(DOCUMENT SEGMENT)
Not modding exactly. I mean there were total conversions and tweeks back in 2000, but when I said mods I meant the midlevel, modular, self contained quests and objectives that are basically for Adventure and RPGs. Beleive me if there had been modding for Fallout and Arcanum I would have had a seizure of happiness.

The thing that I'm hammering home is what I'd want and what I think is most important to an RPG's shelf life is the ease of making modular self contained quests with good stories and characters.....and environmental mods.
 
This is true.

The Grimrock games are the epitome of this in action. The first one did not ship with a level editor, but they did include one in a later patch, and the second one improved upon the first impressively. It's why they are still actively modded to this day—to this evening in fact, as I am finishing up part of a team-effort Grimrock mod tonight; and it will be released on the 8th of this month.

The Grimrock level editors do allow a complete novice to cobble together a working map in minutes (literally), while allowing an experienced modder almost full control of the game via lua scripting.
 
This is true.

The Grimrock games are the epitome of this in action. The first one did not ship with a level editor, but they did include one in a later patch, and the second one improved upon the first impressively. It's why they are still actively modded to this day—to this evening in fact, as I am finishing up part of a team-effort Grimrock mod tonight; and it will be released on the 8th of this month.

The Grimrock level editors do allow a complete novice to cobble together a working map in minutes (literally), while allowing an experienced modder almost full control of the game via lua scripting.

Well, how applicable could that level editor work in an RPG setting? Not just setting up enemies to fight, but designing towns, NPCs, putting together dialogue, that sort of thing?
 
Play the mod. :smug:

[It's not live yet]

As far as the unsupported design elements... it's usually possible via scripting. We have dialog trees, and limited NPCs (and a town) in the mod.

(RAW DATA)
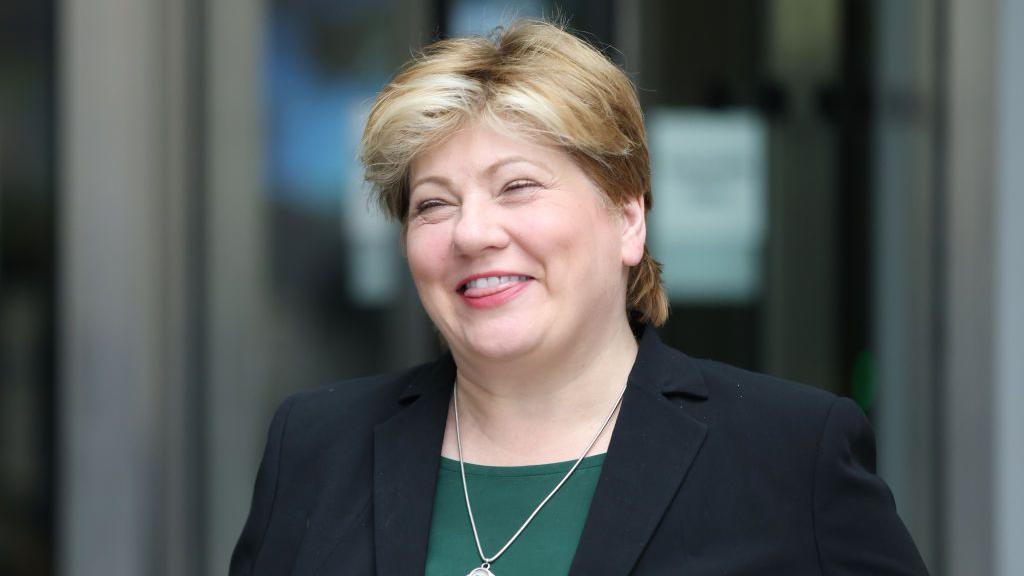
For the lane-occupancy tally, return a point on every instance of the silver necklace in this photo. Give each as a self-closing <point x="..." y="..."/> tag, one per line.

(PROBLEM STATEMENT)
Reproduce word for word the part of the forum discussion on RPG modding starting at "Not modding exactly." and ending at "characters.....and environmental mods.".

(REPLY)
Not modding exactly. I mean there were total conversions and tweeks back in 2000, but when I said mods I meant the midlevel, modular, self contained quests and objectives that are basically for Adventure and RPGs. Beleive me if there had been modding for Fallout and Arcanum I would have had a seizure of happiness.

The thing that I'm hammering home is what I'd want and what I think is most important to an RPG's shelf life is the ease of making modular self contained quests with good stories and characters.....and environmental mods.